=== Begin Enclosure ===

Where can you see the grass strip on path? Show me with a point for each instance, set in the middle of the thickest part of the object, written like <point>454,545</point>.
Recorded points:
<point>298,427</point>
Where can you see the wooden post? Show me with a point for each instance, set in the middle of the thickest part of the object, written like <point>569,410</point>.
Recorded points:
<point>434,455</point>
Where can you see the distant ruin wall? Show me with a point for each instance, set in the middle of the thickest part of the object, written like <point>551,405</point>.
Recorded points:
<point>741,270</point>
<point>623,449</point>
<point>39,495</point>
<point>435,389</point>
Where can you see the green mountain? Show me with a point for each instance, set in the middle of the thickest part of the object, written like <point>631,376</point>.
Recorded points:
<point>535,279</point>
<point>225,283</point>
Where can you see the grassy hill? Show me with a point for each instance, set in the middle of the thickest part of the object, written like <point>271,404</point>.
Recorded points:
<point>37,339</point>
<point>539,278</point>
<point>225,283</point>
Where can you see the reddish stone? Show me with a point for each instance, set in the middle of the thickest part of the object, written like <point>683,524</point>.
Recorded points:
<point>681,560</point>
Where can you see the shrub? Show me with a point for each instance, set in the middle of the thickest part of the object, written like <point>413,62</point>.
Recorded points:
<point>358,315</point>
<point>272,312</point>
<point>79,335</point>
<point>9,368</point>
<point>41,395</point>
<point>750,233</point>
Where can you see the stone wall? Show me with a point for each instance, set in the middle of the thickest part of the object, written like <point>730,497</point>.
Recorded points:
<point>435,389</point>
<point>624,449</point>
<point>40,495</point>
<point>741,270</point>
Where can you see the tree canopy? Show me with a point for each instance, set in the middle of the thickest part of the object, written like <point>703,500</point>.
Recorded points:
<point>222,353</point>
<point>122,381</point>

=== End Enclosure ===

### Problem statement:
Please reproduce exactly the lines from the first one of the records above through the line containing "Where can you see the tree", both included, and nothing else.

### Answer:
Where can you see the grass strip on path? Show me with a point for each instance, set in the middle of the thickest part of the object, written like <point>454,545</point>.
Recorded points:
<point>298,427</point>
Where can you see the wooden post? Show me with a point for each instance, set in the middle of the thickest part of the object, written like <point>569,410</point>.
Recorded points:
<point>434,455</point>
Where can you see the distant ruin wall? Show me with a point for each instance, set in the middle of the thickest part of the object, written like <point>551,405</point>.
Recorded points:
<point>741,270</point>
<point>623,449</point>
<point>39,495</point>
<point>435,389</point>
Where can you see the green mountain? Show me with a point for each instance, set in the middle of the thickest part of the object, written like <point>631,376</point>.
Recorded points:
<point>535,279</point>
<point>225,283</point>
Where can you see the grassy hill? Show me with a point for each instance, set in the middle of the thickest part of the object, written like <point>271,404</point>.
Recorded points:
<point>37,339</point>
<point>539,278</point>
<point>225,283</point>
Where can you see the reddish stone? Show me with a point for each instance, set in the middle of the thickest part of the object, written like <point>683,524</point>.
Recorded points:
<point>681,560</point>
Where can you see the shrub? Show me with a point for each instance, set in the middle of the thickest part of the object, written like <point>413,62</point>.
Recorded points:
<point>358,315</point>
<point>272,312</point>
<point>79,335</point>
<point>9,368</point>
<point>41,395</point>
<point>750,233</point>
Where can you see the stone wall? Show me with a point for each instance, set in the middle of the thickest part of the object, written like <point>730,497</point>.
Recorded points:
<point>435,389</point>
<point>624,449</point>
<point>40,495</point>
<point>741,270</point>
Where can you see the tree canopy? Show me with a point for each instance, set in the middle of the thickest part of the object, written like <point>703,500</point>.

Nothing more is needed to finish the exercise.